** begin **

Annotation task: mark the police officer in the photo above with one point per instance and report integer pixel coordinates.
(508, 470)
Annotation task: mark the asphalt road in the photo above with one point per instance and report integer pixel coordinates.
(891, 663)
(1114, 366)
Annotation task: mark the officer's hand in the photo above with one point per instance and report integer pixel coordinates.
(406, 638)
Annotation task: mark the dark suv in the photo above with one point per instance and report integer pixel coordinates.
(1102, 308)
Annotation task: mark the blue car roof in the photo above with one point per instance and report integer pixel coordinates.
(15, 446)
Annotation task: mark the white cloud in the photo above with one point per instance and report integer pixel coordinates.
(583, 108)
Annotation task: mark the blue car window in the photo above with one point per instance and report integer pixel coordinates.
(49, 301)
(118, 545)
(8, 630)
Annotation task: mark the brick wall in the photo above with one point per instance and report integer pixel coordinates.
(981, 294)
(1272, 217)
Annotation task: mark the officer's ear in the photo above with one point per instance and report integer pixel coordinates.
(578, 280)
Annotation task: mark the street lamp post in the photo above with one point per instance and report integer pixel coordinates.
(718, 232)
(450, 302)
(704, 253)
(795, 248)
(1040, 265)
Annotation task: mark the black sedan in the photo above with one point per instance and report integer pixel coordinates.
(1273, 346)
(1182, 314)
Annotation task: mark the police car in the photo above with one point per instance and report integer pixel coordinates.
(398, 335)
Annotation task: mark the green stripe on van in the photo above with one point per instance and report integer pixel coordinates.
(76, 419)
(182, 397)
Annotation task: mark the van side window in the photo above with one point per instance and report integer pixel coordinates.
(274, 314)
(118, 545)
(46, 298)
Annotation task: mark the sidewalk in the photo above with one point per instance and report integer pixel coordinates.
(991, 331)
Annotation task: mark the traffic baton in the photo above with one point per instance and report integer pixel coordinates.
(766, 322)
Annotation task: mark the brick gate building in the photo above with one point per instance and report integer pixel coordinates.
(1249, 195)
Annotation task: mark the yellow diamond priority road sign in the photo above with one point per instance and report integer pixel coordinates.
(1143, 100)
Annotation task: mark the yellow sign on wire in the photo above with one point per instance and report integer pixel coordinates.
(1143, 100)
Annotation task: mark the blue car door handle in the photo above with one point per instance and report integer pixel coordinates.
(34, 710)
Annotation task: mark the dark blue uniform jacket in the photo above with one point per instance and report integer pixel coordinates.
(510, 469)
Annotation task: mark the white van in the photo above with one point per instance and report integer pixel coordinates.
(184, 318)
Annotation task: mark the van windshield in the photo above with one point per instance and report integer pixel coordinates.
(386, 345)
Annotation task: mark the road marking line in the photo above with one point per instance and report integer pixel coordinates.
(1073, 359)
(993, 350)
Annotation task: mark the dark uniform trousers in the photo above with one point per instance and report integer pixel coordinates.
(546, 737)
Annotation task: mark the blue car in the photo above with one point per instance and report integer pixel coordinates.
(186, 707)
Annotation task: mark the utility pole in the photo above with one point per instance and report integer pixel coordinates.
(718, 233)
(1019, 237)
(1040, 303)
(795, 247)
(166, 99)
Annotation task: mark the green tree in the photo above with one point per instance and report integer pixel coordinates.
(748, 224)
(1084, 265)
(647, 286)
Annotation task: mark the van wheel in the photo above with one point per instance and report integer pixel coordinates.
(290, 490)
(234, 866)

** end **

Your goal
Return exactly the lines of the data, and only those, from the line with "Annotation task: mark the road" through the last line, inclusive.

Complete response
Annotation task: mark the road marking line in the photo above with one point per instance and report integer pixel coordinates.
(1073, 359)
(993, 350)
Annotation task: mark the dark uniform trousers in the photo above with one point per instance and report integer pixel coordinates.
(546, 737)
Annotation task: mark the blue car in the photo above with one point per instance and report integer pixel coordinates.
(186, 707)
Annotation task: mark the utility pole in the photo above with one point per instance and report integer pixel coordinates.
(718, 233)
(1019, 237)
(1040, 303)
(795, 247)
(166, 99)
Annotation task: mark the green tree in the photo above with one point per instance and report integer pixel coordinates.
(748, 224)
(1084, 265)
(647, 286)
Annotation task: mark the van wheel in the photo above with one point per instance and report integer pixel coordinates.
(290, 490)
(234, 866)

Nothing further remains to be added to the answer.